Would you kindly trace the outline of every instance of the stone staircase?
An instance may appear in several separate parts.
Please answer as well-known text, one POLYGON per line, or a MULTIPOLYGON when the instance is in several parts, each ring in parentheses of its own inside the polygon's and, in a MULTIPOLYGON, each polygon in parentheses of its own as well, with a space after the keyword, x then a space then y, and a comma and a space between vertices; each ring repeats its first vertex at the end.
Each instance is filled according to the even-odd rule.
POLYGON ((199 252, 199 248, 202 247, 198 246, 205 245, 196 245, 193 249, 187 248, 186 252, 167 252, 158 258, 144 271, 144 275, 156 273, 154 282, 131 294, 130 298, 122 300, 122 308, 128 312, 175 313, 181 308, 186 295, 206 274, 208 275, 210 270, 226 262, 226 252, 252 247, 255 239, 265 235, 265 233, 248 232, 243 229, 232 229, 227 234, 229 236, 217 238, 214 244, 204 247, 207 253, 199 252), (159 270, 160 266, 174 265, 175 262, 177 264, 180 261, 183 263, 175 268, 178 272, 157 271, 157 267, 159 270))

++++++++

Exercise requirements:
Rewrite every row above as a numbered list, leaving out any blank lines.

Response:
1. Would you kindly trace the outline of every instance of the stone staircase?
2. An instance may appear in several separate parts.
3. Please answer as well-known text, one POLYGON per line, or a MULTIPOLYGON when the instance is in several parts, each ring in parentheses of its own inside the polygon's and, in a MULTIPOLYGON, each polygon in parentheses of its own as well, with a space after the keyword, x then a space then y, and a comma and a space between vertices; each ring repeats its first vertex at the end.
4. Each instance is filled according to the even-odd rule.
5. POLYGON ((199 252, 199 248, 202 247, 198 246, 205 245, 196 245, 193 249, 187 248, 186 252, 167 252, 158 258, 144 271, 144 275, 156 273, 154 282, 131 294, 130 298, 122 300, 122 308, 128 312, 175 313, 181 308, 186 295, 206 274, 208 275, 210 270, 226 262, 226 252, 252 247, 255 239, 265 235, 265 233, 248 232, 243 229, 232 229, 227 234, 229 236, 217 238, 214 244, 204 247, 207 253, 199 252), (159 270, 160 266, 174 265, 175 262, 177 264, 180 261, 183 263, 175 268, 178 272, 157 271, 157 267, 159 270))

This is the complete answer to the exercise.